WHAT YOU SHOULD DO. Print the listing below line for line, keeping every character the same.
-- START --
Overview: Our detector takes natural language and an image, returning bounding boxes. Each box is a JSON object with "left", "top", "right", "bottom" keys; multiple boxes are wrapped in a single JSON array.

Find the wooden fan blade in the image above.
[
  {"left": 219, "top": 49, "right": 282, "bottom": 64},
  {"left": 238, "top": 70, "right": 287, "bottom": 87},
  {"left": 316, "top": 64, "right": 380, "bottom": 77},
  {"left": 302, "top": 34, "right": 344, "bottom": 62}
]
-- END --
TASK OUTPUT.
Overview: Our detector takes natural language and an image, returning bounding boxes. Each box is a JSON object with "left", "top", "right", "bottom" keys; multiple boxes are wrapped in a single JSON array.

Find the wooden fan blade in the image above.
[
  {"left": 219, "top": 49, "right": 282, "bottom": 64},
  {"left": 238, "top": 70, "right": 287, "bottom": 87},
  {"left": 316, "top": 64, "right": 380, "bottom": 77},
  {"left": 302, "top": 34, "right": 344, "bottom": 62}
]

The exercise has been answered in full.